*Problem to work on:*
Continue the incident report on the ToolsDB primary crash, picking up right after its final sentence.

start Extract to read

Jump to content

Incidents/2025-11-11 WMCS toolsdb primary down

From Wikitech

document status: in-review

Summary

Incident metadata (see Incident Scorecard)
Incident ID 2025-11-11 WMCS toolsdb primary down Start 2025-11-11 13:30
Task T409922 End 2025-11-11 13:49
People paged 1 Responder count 2
Coordinators Filippo Giunchedi Affected metrics/SLOs No relevant SLOs exist
Impact ToolsDB unavailable for all tools for about 20 minutes.

Some transactions committed just before the crash might have been lost, although replication was flowing until the crash, so it should have replicated most or all of the committed transactions.

ToolsDB crashed while Francesco was investigating the previous crash from a few days before (Incidents/2025-11-05 toolsdb primary out of space).

Apparently this crash was unrelated, although I suspect that the fallback from the previous crash (with several gigabytes of undo logs added to the "ibdata1" file) might have increased the load and played some role in this crash.

Timeline

13:30 <dhinus> toolsdb just crashed while I was testing some config options (very minor ones)

13:30 <dhinus> and it's failing to restart, expect alerts/pages

13:34  <dhinus> I will fail over to tools-db-6 as I was already planning to do it anyway

13:37  Incident opened.  Filippo becomes IC.

13:37  <dhinus> I'm following the guide at https://wikitech.wikimedia.org/wiki/Portal:Toolforge/Admin/ToolsDB#Changing_a_Replica_to_Become_the_Primary

13:39  <dhinus> the first crash log is Nov 11 13:28:06 tools-db-4 mysqld[3528040]: 2025-11-11 13:28:06 0 [ERROR] [FATAL] InnoDB:  innodb_fatal_semaphore_wait_threshold was exceeded for dict_sys.latch>

13:40  <dhinus> there's a previous one actually Nov 11 13:20:48 tools-db-4 mysqld[3528040]: 2025-11-11 13:20:48 0 [ERROR] InnoDB: Crash recovery is broken due to insufficient innodb_log_file_size; last check>

13:43  <dhinus> https://gitlab.wikimedia.org/repos/cloud/cloud-vps/tofu-infra/-/merge_requests/281

13:46  <dhinus> running tofu apply with cookbook

13:47  <dhinus> setting read_only=off on tools-db-6 (the new primary)

13:49  <dhinus> I see write transactions are already happening on the new host

13:49  <dhinus> `sql tools` from a toolforge bastion also works

Detection

Francesco was logged in to the server when it crashed, so he noticed immediately.

end Extract to read
start Data extract

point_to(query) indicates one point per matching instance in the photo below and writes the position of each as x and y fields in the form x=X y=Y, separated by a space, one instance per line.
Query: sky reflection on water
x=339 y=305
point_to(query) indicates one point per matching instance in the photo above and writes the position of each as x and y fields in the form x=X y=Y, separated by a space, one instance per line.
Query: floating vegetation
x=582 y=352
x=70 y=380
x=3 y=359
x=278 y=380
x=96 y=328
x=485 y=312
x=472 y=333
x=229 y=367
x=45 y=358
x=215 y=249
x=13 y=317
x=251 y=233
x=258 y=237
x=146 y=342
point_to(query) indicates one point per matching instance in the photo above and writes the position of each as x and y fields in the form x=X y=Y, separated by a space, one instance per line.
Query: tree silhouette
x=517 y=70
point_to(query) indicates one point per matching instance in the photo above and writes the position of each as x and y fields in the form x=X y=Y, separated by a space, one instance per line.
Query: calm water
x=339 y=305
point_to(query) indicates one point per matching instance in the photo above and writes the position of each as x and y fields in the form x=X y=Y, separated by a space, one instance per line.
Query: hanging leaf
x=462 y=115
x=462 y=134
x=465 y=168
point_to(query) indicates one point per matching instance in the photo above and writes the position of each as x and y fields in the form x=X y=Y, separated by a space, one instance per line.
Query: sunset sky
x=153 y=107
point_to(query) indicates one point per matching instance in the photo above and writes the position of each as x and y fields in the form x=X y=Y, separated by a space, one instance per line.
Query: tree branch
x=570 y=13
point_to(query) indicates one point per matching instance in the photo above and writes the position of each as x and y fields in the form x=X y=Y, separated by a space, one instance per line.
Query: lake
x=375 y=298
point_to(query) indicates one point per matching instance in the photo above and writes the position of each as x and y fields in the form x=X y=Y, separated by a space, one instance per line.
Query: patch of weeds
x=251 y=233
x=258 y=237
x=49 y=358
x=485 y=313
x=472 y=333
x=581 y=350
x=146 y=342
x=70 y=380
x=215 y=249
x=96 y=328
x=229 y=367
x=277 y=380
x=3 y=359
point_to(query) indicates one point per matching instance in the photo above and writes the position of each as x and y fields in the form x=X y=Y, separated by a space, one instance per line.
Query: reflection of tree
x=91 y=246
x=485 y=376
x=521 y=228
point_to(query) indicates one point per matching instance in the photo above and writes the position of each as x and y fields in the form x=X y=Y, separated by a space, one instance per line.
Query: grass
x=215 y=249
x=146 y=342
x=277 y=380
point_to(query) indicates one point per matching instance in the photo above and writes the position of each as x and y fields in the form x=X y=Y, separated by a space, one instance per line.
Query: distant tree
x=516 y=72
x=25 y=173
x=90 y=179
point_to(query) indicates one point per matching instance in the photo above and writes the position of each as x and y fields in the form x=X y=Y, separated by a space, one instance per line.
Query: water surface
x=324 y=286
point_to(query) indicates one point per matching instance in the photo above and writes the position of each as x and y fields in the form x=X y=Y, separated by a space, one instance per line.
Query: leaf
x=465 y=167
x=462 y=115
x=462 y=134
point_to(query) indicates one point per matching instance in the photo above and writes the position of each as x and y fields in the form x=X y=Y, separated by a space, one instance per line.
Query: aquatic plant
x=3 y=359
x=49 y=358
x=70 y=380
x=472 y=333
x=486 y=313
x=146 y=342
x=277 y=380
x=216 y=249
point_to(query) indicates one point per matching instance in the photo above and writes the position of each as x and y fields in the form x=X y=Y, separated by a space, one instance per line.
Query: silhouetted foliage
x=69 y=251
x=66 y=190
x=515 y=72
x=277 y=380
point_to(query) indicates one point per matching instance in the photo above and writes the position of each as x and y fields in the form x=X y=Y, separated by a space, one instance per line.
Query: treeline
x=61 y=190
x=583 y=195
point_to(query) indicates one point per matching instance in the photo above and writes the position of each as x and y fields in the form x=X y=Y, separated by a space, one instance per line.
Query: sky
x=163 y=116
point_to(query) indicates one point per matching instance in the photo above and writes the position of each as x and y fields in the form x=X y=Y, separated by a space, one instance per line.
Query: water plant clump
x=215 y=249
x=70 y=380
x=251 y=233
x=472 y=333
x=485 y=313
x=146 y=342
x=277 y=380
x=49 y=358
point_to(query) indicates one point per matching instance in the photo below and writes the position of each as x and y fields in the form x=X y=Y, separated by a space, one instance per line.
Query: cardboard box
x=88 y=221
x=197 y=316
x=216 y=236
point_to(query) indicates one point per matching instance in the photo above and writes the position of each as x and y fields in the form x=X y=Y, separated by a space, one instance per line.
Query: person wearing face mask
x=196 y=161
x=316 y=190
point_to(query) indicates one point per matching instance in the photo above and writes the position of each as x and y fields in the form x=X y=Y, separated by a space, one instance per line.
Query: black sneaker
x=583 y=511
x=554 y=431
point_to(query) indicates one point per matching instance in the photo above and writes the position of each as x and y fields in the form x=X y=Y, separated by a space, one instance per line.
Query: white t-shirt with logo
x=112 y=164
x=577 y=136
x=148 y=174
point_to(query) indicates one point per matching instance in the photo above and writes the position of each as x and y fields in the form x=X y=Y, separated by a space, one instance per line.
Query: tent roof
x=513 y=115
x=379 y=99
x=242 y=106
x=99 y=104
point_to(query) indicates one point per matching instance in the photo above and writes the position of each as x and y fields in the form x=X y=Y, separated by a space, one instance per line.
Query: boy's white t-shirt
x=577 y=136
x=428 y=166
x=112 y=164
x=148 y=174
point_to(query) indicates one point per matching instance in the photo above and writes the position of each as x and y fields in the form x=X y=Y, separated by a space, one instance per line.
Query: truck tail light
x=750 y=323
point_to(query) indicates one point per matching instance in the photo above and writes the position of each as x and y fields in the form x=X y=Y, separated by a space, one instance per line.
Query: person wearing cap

end Data extract

*Response for this exercise:*
Conclusions

What went well?

  • Failover to the replica was relatively quick (about 10 minutes) and painless.

What went poorly?

  • If we had been quick with failing over to the replica host after the previous crash, this might have been avoided. At the same time, waiting was done on purpose because we were not completely sure the previous issue was resolved, and we didn't want it to happen again after the failover.

Where did we get lucky?

  • The crash happened during working hours and when Francesco was available and he was able to perform the failover quickly, as he wrote the failover procedure and performed it several times in the past.

Actionables

  • T409922 Crash recovery should not fail
  • T409890 Pt-heartbeat hiera key (profile::wmcs::services::toolsdb::primary_server) should follow the DNS name to detect toolsdb primary (i.e. automate this step)

Scorecard

Incident Engagement ScoreCard
Question Answer

(yes/no)

Notes
People Were the people responding to this incident sufficiently different than the previous five incidents? no
Were the people who responded prepared enough to respond effectively yes
Were fewer than five people paged? yes
Were pages routed to the correct sub-team(s)? yes
Were pages routed to online (business hours) engineers?  Answer “no” if engineers were paged after business hours. yes
Process Was the "Incident status" section atop the Google Doc kept up-to-date during the incident? yes
Was a public wikimediastatus.net entry created? no
Is there a phabricator task for the incident? yes
Are the documented action items assigned? yes
Is this incident sufficiently different from earlier incidents so as not to be a repeat occurrence? yes
Tooling To the best of your knowledge was the open task queue free of any tasks that would have prevented this incident? Answer “no” if there are open tasks that would prevent this incident or make mitigation easier if implemented. no
Were the people responding able to communicate effectively during the incident with the existing tooling? yes
Did existing monitoring notify the initial responders? no
Were the engineering tools that were to be used during the incident, available and in service? yes
Were the steps taken to mitigate guided by an existing runbook? yes
Total score (count of all “yes” answers above)